Problem requirements » In the entries from the line containing "Batch #47 — class to annotate: shadowed" through the end of the entries, both ends included, rename "sunlit snow face" to "sunlit snowfield". Return only those lines, with nothing else changed.

═════ Given entries

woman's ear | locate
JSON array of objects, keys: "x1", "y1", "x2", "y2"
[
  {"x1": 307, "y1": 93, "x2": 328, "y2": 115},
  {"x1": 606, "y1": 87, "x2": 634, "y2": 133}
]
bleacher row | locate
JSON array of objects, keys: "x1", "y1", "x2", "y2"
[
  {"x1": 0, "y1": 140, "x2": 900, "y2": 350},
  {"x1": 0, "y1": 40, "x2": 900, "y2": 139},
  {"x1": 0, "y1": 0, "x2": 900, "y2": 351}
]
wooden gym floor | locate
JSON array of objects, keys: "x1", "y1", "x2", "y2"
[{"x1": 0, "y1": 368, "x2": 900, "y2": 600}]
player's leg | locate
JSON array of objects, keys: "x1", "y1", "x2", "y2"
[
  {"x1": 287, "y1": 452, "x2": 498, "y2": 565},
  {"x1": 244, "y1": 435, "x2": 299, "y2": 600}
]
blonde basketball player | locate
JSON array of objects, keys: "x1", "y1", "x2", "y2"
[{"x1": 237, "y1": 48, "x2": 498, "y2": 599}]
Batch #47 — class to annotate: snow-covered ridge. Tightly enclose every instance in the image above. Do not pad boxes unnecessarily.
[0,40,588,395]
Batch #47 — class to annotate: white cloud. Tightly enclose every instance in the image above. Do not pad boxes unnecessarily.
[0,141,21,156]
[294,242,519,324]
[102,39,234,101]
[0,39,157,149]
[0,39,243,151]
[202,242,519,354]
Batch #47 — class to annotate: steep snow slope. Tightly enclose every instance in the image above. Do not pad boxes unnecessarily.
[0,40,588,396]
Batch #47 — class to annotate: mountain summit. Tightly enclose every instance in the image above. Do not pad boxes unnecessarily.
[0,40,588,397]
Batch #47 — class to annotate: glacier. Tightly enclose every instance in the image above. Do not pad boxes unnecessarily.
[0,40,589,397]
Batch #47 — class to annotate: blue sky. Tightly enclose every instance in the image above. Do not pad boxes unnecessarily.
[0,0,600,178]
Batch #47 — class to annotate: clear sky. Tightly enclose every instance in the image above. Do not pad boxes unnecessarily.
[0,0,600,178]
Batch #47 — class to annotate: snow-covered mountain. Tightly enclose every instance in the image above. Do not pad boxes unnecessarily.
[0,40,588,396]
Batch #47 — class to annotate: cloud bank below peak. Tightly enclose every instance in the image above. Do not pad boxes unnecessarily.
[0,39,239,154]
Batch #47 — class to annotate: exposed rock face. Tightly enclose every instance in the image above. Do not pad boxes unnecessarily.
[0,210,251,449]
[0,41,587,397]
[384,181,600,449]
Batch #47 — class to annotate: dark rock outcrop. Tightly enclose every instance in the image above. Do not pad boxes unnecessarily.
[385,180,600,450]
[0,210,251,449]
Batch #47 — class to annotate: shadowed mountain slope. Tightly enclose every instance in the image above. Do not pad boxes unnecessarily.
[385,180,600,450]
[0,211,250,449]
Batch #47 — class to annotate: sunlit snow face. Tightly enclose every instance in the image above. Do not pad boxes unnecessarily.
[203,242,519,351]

══════════

Expected answer »
Batch #47 — class to annotate: shadowed mountain slope. Tightly enclose every instance in the image above. Do not pad boxes unnecessarily.
[385,180,600,450]
[0,211,250,449]
Batch #47 — class to annotate: sunlit snowfield. Tightly enclose every instance in the image above. Do not pad boxes unnecessarily.
[203,242,519,351]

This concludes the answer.